> [Provided text]
* * * * * * *
Page MenuHomePhabricator

Optionally enable urldecode for external links
Open, MediumPublicFeature

Description

Author: cnit

Description:
Optionally enable urldecode for non-ASCII external links

At a some wiki site I add external links to another wikis (primarily in Russian). Such wiki have Cyrillic Titles, which links contain utf8 entities that are encoded (%xx). One may add such wiki to interwiki table to decode Title names. However, adding of every wiki is a bit tiresome. Browsers, like Firefox, already properly decode these URLs in their address line. I suggest to perform urldecode for such links. This way, Cyrillic external links become readable in generated html page. One may introduce a new $wgExternalLinksDecode, if such vehavior is undesired by default.


Version: 1.17.x
Severity: enhancement

attachment externallinksdecode.patch ignored as obsolete

Details

Reference
bz25934

Event Timeline

bzimport raised the priority of this task from to Medium.Nov 21 2014, 11:21 PM
bzimport set Reference to bz25934.
bzimport added a subscriber: Unknown Object (MLST).

Just to clarify, this is for decoding the text part of the link, not the url in the href?

The idea itself sounds sane if the user just writes a url in the wiki (at least imho). However i don't think we'd want to url-decode something like:

[http://example.com some text for the link with %25 in it]

If the user specified the text for the link, we should assume they know what they are doing and not decode it. (your patch would decode both).
* * * * * * *
> [Records supplied]

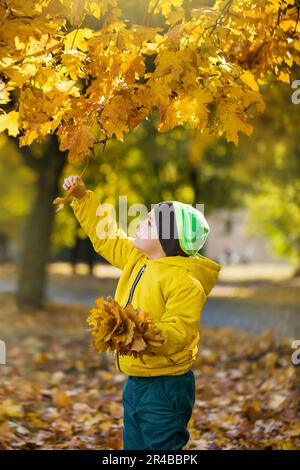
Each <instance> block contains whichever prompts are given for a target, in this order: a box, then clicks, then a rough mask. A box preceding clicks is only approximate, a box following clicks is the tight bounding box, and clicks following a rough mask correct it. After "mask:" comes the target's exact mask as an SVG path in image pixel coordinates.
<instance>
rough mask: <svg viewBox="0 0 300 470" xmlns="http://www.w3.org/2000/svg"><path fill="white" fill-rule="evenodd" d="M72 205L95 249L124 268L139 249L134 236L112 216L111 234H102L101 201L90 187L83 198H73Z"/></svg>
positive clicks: (74, 212) (111, 262)
mask: <svg viewBox="0 0 300 470" xmlns="http://www.w3.org/2000/svg"><path fill="white" fill-rule="evenodd" d="M70 205H71V207H72V209H73V212H74V215H75V217H76V218H77V219H78V222H79V223H80V225H81V227H82V228H83V230H84V232H85V233H86V235H87V236H88V237H89V238H90V240H91V242H92V244H93V247H94V250H95V251H96V252H97V253H99V254H100V255H101V256H103V258H105V259H106V260H107V261H108V262H109V263H111V264H112V265H114V266H116V267H117V268H119V269H123V268H124V266H125V264H126V263H127V261H128V259H129V257H130V256H131V255H132V254H133V253H134V252H138V250H137V248H135V247H134V245H133V238H130V237H127V236H126V234H125V232H124V231H123V230H122V229H120V228H118V227H117V223H116V221H115V220H114V219H112V218H108V220H107V221H108V229H109V230H111V232H110V233H109V236H108V237H106V238H105V237H103V236H101V235H103V234H104V231H103V232H102V234H101V231H100V230H99V226H98V230H97V225H98V222H99V221H100V220H101V218H102V216H100V215H97V209H98V207H99V206H100V202H99V200H98V197H97V195H96V193H95V192H94V191H91V190H90V189H88V190H87V192H86V194H85V195H84V196H83V197H82V198H81V199H73V200H72V202H71V204H70ZM106 216H107V214H106ZM99 232H100V233H99Z"/></svg>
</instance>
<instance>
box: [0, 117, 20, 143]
mask: <svg viewBox="0 0 300 470" xmlns="http://www.w3.org/2000/svg"><path fill="white" fill-rule="evenodd" d="M5 130H7V131H8V135H11V136H13V137H16V136H17V135H18V133H19V113H18V111H10V112H9V113H7V114H1V115H0V133H1V132H3V131H5Z"/></svg>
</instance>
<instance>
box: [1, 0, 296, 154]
mask: <svg viewBox="0 0 300 470" xmlns="http://www.w3.org/2000/svg"><path fill="white" fill-rule="evenodd" d="M199 3H200V2H199ZM147 4H148V9H147V11H146V14H145V18H144V20H143V24H132V23H130V21H129V20H127V18H126V2H123V1H122V0H103V1H101V2H98V1H92V0H80V1H79V0H78V1H75V2H74V1H72V0H40V1H39V0H37V1H34V0H23V1H22V2H21V1H20V0H10V1H9V2H5V1H4V0H0V73H1V75H0V77H1V81H0V105H1V111H2V113H1V114H0V132H4V131H6V130H7V131H8V133H9V134H10V135H12V136H19V142H20V145H21V146H22V145H30V144H31V143H32V142H33V141H34V140H38V141H42V140H43V139H44V138H45V136H46V135H47V134H52V133H57V134H58V136H59V139H60V146H61V149H62V150H67V151H69V159H70V160H71V161H76V160H78V161H82V160H83V158H84V157H85V156H88V155H93V148H94V146H95V144H96V143H97V142H106V141H107V140H108V139H110V138H112V136H113V135H115V136H116V137H117V139H119V140H121V141H122V140H123V136H124V132H129V131H130V130H131V129H133V128H134V127H136V126H137V125H138V124H139V123H140V122H141V121H142V120H143V119H145V118H147V117H149V116H150V115H151V114H152V113H153V111H155V110H158V111H159V122H158V131H159V132H166V131H168V130H170V129H172V128H174V127H176V126H178V125H188V126H190V127H191V128H194V129H199V130H200V131H201V132H203V133H204V132H205V133H212V134H214V135H216V136H221V135H225V136H226V138H227V140H228V141H233V142H234V143H235V144H236V145H238V135H239V132H243V133H246V134H247V135H251V133H252V131H253V128H252V126H251V124H250V123H249V118H251V117H252V116H253V115H254V111H259V112H261V111H263V109H264V102H263V99H262V96H261V94H260V89H259V86H260V85H261V84H266V83H269V82H270V81H272V80H273V81H274V80H280V81H283V82H285V83H289V82H290V74H291V68H292V66H293V65H294V64H298V65H299V64H300V56H299V50H300V26H299V24H298V19H299V6H298V2H296V0H284V1H283V0H217V1H216V2H215V4H214V5H213V7H211V6H210V4H211V2H207V6H206V5H205V1H203V2H201V5H200V7H199V8H193V7H192V2H191V1H190V0H185V1H183V0H173V1H172V2H170V1H169V0H150V1H149V2H148V3H146V2H145V8H146V6H147ZM92 17H94V19H95V21H90V20H89V19H90V18H92ZM155 17H157V18H159V19H160V22H161V27H154V26H152V25H151V23H152V22H153V18H155ZM155 24H158V21H156V23H155ZM89 25H92V26H89ZM95 25H96V26H95ZM99 25H101V26H99ZM151 61H152V64H151V66H150V67H149V63H150V62H151Z"/></svg>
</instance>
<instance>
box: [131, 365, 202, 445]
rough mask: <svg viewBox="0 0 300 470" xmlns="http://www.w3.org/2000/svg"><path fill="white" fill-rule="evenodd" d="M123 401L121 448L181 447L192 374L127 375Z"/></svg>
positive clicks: (182, 440)
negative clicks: (122, 425)
mask: <svg viewBox="0 0 300 470" xmlns="http://www.w3.org/2000/svg"><path fill="white" fill-rule="evenodd" d="M122 401H123V407H124V415H123V449H124V450H180V449H182V448H183V447H184V446H185V445H186V444H187V442H188V440H189V437H190V435H189V431H188V429H187V425H188V422H189V420H190V418H191V416H192V410H193V406H194V403H195V376H194V373H193V371H192V370H189V371H188V372H186V373H185V374H183V375H161V376H158V377H137V376H128V378H127V379H126V381H125V383H124V388H123V394H122Z"/></svg>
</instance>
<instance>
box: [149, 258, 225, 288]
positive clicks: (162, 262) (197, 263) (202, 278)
* * * * * * *
> [Your instructions] Extend the Phabricator thread on URL-decoding non-ASCII external links, starting right after its last comment.

> [Output for this exercise]
cnit wrote:

Firefox is performing entities decode for URL in address line. For example, try to place the following link to wiki page (even without the patch), then open it and look at address line:
http://ru.wikipedia.org/wiki/%D0%94%D1%80%D0%BE%D1%84%D0%B0
Series of hex codes %xx were replaced with Cyrillic chars, which are readable to anyone who knows Cyrillic alphabet.

However, when you copy/paste such URL to text editor back from address line, %xx will reappear again - so internally that is the same binary representation, the decoding is preformed only for visualization.

Opera and Safari probably does this, too. IE8 - does not, haven't checked IE9, yet.

[http://ru.wikipedia.org/wiki/%D0%94%D1%80%D0%BE%D1%84%D0%B0 %D0%94%D1%80%D0%BE%D1%84%D0%B0], the description is not decoded with my patch, only URL. Quite opposite, however probably matches Firefox logic.

I'm in favor of this idea, and the implementation is only for links in wikicode without text. I think that with all the international versions we have, this would be a welcome change for many.

Whoops. You're right this doesn't affect [http://example.com %E0%B4%B3%E0%B5%8D%E2%80%8D] style links since the parser sets the $escape argument for false for those kind of links. However it still seems a bit weird, as if I do something like $sk->makeExternalLink( "http://example.com/some_url", "some text that is not a url, entered by the user, containing a %HH code" ); in an extension, the result would probably not be what is expected.

cnit wrote:

urldecode of text for local utf8 characters, just as in major browser's address line

improves the readability of such links a lot.

attachment externallinksdecode2.patch ignored as obsolete

cnit wrote:

New patch which should have better compatibility to the existing Linker / Skin usage.

Stumbled on this in bugzilla... I like the basic idea of the patch, but there's a couple of issues which'll need to be worked out.

First, not all URLs with encoded characters are encoded in UTF-8... while we like to hope that most of them are in this day and age, there's no guarantee. Russian, Japanese, Chinese, etc sites may still use other national encodings, especially on older links...

Reasonable behavior would at least need to check for UTF-8 validity to avoid outputting garbage characters.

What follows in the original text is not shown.